Exercise requirements: Beneath this task are records; print exactly the stretch of them from the line with "Query: white door trim" through the line with "Query: shaggy area rug", both ends included.

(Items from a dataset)
= = = =

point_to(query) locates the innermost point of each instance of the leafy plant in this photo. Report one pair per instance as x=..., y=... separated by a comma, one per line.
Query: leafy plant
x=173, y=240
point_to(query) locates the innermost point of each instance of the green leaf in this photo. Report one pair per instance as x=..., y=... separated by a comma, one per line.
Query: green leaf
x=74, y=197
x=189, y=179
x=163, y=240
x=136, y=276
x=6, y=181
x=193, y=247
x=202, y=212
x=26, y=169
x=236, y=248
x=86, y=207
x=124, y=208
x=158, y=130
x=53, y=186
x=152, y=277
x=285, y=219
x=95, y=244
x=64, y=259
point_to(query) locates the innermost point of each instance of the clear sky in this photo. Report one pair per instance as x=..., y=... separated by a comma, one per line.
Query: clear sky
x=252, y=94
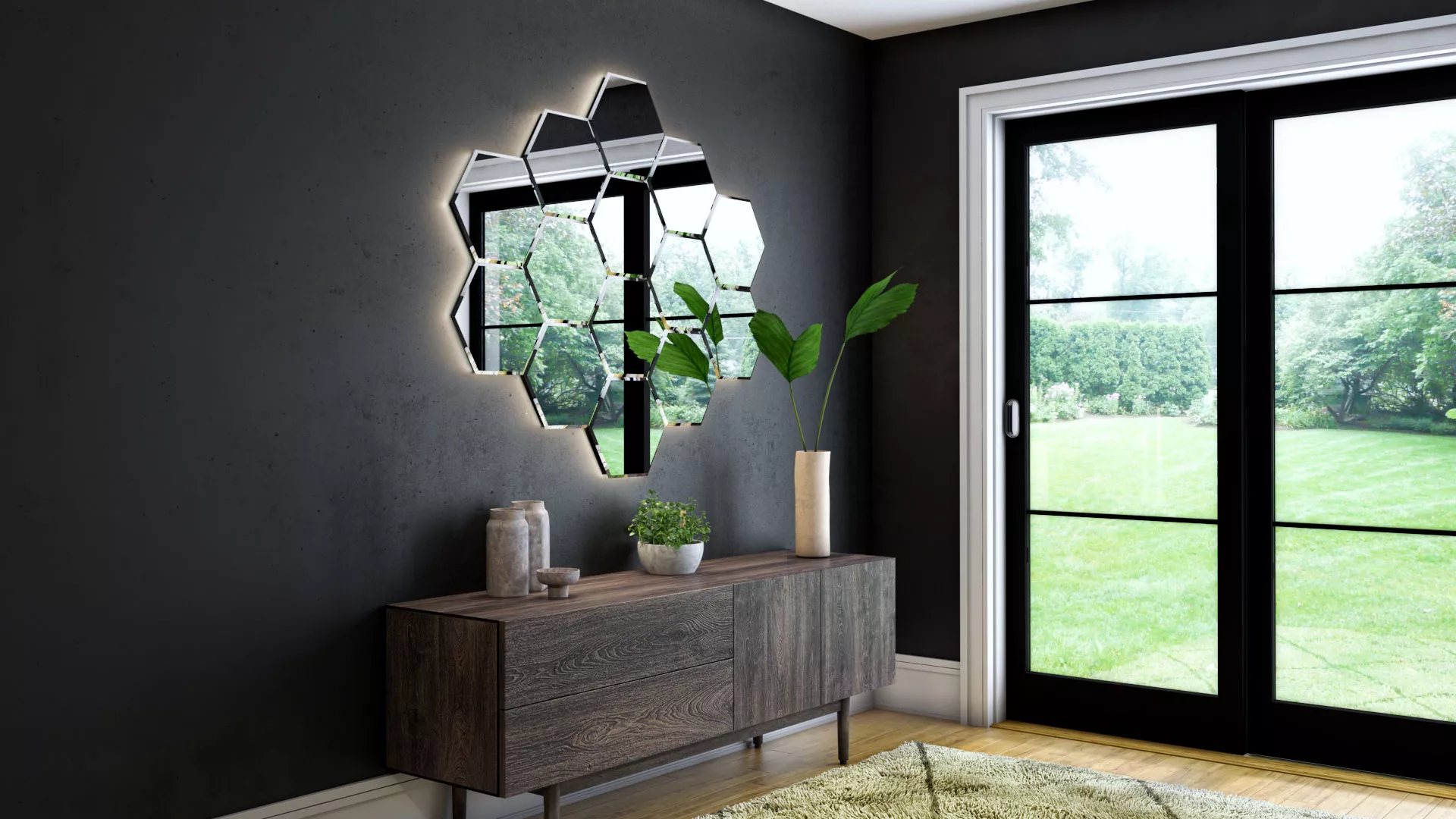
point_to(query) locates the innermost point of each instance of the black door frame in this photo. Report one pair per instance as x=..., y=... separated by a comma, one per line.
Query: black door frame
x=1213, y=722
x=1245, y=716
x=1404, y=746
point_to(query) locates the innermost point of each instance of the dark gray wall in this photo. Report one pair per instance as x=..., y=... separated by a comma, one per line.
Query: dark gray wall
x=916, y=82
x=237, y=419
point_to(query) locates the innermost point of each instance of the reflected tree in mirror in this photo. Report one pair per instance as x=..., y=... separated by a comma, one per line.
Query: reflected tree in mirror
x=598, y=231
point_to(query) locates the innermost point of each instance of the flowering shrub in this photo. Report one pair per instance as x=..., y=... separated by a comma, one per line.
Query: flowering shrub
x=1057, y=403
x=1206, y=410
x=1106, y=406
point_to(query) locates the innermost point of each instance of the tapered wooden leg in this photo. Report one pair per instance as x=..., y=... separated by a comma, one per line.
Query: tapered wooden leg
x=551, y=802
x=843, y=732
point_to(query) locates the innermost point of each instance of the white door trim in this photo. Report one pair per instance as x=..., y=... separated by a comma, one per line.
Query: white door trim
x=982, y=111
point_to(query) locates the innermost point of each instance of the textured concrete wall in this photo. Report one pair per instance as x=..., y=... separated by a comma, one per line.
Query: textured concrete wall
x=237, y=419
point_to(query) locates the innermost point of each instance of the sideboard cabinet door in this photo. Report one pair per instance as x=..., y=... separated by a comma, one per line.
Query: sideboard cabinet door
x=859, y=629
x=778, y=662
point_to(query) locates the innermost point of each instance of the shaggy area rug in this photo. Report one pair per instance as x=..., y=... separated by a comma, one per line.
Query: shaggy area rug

= = = =

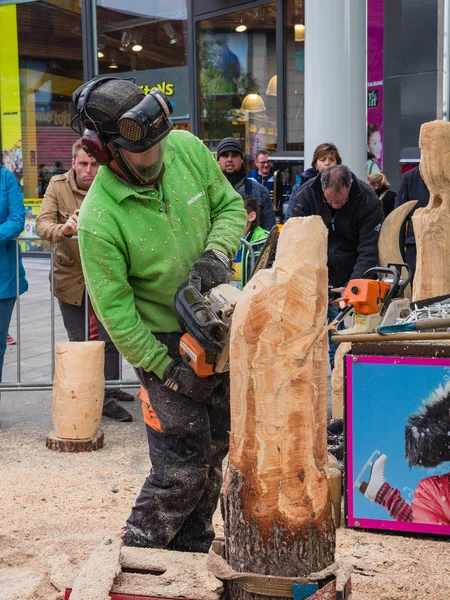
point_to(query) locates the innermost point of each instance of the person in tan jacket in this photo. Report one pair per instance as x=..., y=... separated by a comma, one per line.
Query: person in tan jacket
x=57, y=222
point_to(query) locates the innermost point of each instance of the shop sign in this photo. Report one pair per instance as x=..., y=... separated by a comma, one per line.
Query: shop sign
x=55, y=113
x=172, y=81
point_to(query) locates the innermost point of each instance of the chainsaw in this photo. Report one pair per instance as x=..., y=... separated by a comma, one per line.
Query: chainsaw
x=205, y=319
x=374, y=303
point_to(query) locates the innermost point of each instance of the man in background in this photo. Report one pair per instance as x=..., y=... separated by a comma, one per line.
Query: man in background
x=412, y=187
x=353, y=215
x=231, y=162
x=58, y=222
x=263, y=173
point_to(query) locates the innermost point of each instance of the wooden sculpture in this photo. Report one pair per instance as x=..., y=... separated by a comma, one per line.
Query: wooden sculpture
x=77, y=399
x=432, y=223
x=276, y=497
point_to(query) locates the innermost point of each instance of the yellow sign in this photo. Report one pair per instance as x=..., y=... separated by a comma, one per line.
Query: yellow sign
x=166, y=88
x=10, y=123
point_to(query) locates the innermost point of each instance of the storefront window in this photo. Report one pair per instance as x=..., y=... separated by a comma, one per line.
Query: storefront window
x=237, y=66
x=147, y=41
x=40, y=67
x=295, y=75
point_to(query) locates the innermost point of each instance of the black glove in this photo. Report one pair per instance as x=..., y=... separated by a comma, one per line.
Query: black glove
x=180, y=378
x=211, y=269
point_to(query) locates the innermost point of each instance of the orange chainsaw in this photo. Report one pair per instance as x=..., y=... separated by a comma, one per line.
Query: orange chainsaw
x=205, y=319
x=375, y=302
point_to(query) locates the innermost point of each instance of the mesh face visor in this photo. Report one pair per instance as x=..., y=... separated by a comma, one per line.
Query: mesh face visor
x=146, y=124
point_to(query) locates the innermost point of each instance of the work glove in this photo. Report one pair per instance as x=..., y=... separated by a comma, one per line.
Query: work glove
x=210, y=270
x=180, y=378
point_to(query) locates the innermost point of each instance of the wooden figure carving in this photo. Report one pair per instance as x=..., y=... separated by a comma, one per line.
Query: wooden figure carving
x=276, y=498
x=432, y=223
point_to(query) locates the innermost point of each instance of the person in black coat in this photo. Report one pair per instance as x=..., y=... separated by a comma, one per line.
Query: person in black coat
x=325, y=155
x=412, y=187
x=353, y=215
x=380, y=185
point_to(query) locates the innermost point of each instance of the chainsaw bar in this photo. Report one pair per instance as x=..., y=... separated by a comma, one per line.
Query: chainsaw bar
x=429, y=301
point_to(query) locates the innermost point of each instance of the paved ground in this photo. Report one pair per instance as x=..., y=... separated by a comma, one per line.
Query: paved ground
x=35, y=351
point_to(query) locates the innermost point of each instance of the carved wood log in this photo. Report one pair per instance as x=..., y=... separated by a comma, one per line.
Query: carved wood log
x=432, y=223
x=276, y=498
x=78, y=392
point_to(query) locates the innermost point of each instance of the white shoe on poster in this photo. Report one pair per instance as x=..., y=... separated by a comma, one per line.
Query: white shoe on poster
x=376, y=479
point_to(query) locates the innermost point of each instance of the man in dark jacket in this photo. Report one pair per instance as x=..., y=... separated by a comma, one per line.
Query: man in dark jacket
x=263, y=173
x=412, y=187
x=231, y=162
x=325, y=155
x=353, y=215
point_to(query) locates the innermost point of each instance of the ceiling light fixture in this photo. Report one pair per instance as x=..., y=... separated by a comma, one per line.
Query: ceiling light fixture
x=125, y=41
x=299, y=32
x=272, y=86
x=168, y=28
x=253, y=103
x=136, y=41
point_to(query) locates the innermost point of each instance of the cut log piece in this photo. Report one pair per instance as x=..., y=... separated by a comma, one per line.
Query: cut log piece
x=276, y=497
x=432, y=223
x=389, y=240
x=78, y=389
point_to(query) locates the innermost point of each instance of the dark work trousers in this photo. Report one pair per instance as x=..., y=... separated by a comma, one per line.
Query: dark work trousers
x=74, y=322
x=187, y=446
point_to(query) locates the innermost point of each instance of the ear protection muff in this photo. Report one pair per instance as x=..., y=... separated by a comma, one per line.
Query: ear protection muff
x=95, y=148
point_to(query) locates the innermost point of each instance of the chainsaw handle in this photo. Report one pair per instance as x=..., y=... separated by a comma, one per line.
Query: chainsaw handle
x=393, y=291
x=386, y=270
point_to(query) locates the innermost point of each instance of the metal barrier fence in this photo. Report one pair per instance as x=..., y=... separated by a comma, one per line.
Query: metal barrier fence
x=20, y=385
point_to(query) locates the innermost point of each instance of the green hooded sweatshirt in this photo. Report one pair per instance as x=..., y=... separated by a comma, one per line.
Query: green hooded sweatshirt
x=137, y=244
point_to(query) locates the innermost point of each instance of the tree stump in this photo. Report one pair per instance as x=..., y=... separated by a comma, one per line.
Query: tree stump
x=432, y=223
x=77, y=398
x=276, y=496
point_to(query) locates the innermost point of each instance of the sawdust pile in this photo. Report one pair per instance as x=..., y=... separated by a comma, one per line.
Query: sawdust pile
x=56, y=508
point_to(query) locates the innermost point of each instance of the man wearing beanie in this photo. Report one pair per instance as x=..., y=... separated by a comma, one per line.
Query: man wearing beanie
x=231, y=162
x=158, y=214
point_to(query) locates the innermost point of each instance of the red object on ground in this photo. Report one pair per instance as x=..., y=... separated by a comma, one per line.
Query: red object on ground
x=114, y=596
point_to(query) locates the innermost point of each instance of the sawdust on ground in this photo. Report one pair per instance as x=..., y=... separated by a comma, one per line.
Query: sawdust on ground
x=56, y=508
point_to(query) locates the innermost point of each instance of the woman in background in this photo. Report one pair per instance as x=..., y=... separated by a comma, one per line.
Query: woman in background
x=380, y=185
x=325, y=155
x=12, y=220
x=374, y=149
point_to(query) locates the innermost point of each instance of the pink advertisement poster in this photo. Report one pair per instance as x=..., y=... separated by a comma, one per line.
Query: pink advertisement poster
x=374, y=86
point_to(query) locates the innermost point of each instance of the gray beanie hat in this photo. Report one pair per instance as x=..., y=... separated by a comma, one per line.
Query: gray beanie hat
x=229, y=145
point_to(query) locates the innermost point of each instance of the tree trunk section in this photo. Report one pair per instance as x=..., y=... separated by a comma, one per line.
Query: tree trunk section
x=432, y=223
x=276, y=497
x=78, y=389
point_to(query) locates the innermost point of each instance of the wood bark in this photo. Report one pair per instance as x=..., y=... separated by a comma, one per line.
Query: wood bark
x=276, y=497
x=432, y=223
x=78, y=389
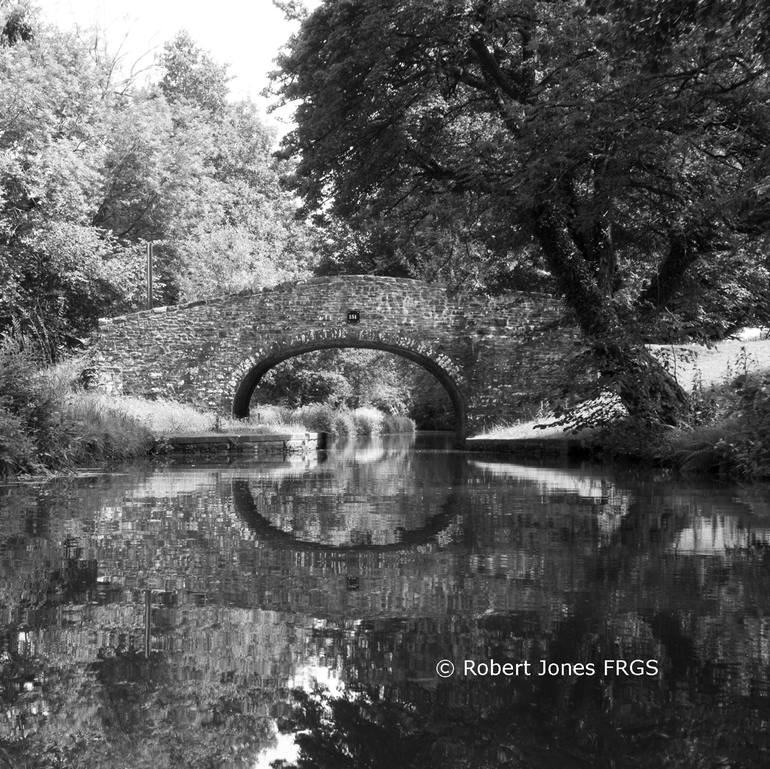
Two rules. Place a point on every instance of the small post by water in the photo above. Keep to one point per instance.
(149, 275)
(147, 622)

= = = =

Result below:
Query: white door trim
x=982, y=111
point_to(query) locates the innermost point of each instance of the textured concrete wall in this photo. Report one pair per instance as x=..., y=... separated by a comma, one per line.
Query: textured concrete wall
x=237, y=419
point_to(query) locates the innermost point of each instance of the sideboard cabinet door in this photo. Report one pair per instance as x=..., y=... separated by a comma, one per line.
Query: sideboard cabinet door
x=859, y=629
x=778, y=662
point_to(query) locates the innermost point of each instance of the shaggy area rug in this photo. Report one pair per instance as x=..., y=... separated by a comma, one per line.
Query: shaggy area rug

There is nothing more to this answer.